REQUIREMENT:
Decide whether each statement agrees with the article on Section 377 below. Answer yes or no for each, and quote the exact words of the article that settle it.
(a) The writer expects the number of people arrested, imprisoned and punished for homosexuality to be large.
(b) Vikram Seth said he joined the campaign because he is "partially gay."
(c) The writer says the police arrest the people who abuse hawkers and maalishwallas.

EXCERPT:

——

A biased Article – Does it pay to be gay September 30, 2006Posted by qmediawatch in Biased/Homophobic, Deccan Chronicle, English.
Does it pay to be gay? By Farzana Versey Deccan chronicle 19.09.06
Gays are one lucky bunch of people to have leading luminaries write open letters to the government of India demanding a repeal of Section 377 of the Indian Penal Code which prescribes punishment for same-sex relationships. The fine print is that the law mentions, “Whoever voluntarily has carnal intercourse against the order of nature with any man, woman or animal shall be punished with imprisonment for life, or with imprisonment of either description for a term which may extend to 10 years and shall also be liable for a term which may extend to 10 years and shall also be liable to fine.” Unknown to many, primarily because the proponents keep their private interests strictly private, there is quite a bit of unnatural sex going on between non-gay people as well. No one comes orward to fight for their rights, simply because their identity does not revolve around their sexuality. Therefore, while one agrees that the Indian law does make gays into criminals, one would like to know just how many people have been arrested, imprisoned and punished for homosexuality. The figures will be negligible. No one is making a case for such punitive action, but every once in a while prominent citizens come forward to appeal
against such “outdated laws.” We do not see them similarly enthused about other such laws or publicly oppose police action against innocent young couples in parks and the disgusting oppression of Dalits who dare to marry above their caste. The reason is simple: the gay movement is a hugely successful public relations exercise.
The latest to join the fray are economist Amartya Sen and author Vikram Seth; the latter has said he joined the campaign because he is “partially gay.” This is a curious comment. There is nothing like a partial gay. This is the worrying aspect about the gay cult. It seeks to co-opt bisexuals who, if they were indeed inclined towards sodomy, could have perhaps been able to practise it in a heterosexual relationship, as many such couples do. Homosexuality has probably existed all along, but in the past few years it has begun to use celebrity endorsements and posthumous tributes to further its cause. Why is it necessary when it is being touted as the most normal thing in the world?
In big cities, passive gay men revel in being “pretty.” Their parties get publicised in the media. They fancy themselves as idols and a small segment has got legitimised only for its sexual preference, and little else. Often, this does result in glamorisation and many young men who are not yet aware of their sexuality find it a “happening” thing to be associated with. The “hormonal imbalance” theory has been slowly replaced by the iconisation of the
gays. When a prominent person like Professor Amartya Sen makes a clichéd pronouncement that the current law “curbed the enhancement of human freedom,” he
ought to have taken a closer look at the responsibility that comes with such freedom. The fact is that homosexuals have carved out a separate niche for themselves. They are not burdened with the bugbear of upholding family values, in that they are free of the constraints of other kinds of social pressures. Yet, do we hear them speak up against the deviants in their midst? Why was there no follow-up regarding allegations against the famous godman who had sexually assaulted a boy? They are quick to brand you homophobic if you raise questions about paedophilia, rape and promiscuity that beset them as much as heterosexuals. The sad fallout of this is that young boys are forced into homosexual affairs. The most vulnerable are those who come to seek employment from villages. Hawkers and maalishwallas at beaches are regularly subjected to such abuse. Forget about arresting them, the cops are happy to pocket hafta — in cash or kind.

——

ENTRIES PROVIDED:
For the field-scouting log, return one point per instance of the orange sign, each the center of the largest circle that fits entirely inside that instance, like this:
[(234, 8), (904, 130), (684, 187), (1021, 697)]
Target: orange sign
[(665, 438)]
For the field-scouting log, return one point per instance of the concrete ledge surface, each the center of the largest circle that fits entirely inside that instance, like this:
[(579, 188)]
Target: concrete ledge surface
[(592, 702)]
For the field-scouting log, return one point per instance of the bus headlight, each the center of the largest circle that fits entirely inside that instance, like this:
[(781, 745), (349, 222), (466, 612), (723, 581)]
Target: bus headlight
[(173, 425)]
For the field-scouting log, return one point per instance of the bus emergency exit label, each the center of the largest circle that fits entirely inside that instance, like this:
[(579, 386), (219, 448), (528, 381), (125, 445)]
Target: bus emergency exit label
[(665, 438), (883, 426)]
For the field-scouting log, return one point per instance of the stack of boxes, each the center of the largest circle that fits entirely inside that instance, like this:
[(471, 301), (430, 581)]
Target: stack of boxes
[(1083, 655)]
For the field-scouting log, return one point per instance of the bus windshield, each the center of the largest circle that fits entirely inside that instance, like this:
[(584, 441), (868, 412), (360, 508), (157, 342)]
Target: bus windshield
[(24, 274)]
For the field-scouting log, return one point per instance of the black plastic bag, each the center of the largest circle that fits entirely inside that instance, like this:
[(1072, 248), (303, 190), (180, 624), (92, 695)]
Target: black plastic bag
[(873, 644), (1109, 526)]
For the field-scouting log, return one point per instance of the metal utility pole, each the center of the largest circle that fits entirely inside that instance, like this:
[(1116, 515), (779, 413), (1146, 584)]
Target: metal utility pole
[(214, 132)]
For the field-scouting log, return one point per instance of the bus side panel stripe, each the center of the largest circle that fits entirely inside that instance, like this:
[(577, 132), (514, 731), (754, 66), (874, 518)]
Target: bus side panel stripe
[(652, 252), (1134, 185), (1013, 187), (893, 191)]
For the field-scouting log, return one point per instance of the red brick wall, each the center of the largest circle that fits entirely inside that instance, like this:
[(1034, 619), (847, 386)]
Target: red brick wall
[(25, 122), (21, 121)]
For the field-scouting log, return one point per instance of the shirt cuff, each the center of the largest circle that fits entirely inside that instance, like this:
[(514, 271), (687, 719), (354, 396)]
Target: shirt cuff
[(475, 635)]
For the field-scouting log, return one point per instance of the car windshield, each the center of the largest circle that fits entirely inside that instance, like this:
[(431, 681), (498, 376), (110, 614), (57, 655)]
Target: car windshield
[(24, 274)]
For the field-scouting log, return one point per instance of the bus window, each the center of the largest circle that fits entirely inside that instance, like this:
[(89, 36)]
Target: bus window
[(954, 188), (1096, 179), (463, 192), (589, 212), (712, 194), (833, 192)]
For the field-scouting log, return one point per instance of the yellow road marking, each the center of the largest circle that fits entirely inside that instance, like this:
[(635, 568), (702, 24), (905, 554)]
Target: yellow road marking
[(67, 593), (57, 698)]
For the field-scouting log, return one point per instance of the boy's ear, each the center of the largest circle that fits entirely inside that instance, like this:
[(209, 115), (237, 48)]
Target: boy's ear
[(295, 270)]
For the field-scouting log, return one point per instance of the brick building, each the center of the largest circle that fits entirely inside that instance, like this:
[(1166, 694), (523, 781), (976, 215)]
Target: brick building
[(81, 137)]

——

EXERCISE SOLUTION:
(a) No: "The figures will be negligible."
(b) Yes: "the latter has said he joined the campaign because he is “partially gay.”"
(c) No: "Forget about arresting them, the cops are happy to pocket hafta — in cash or kind."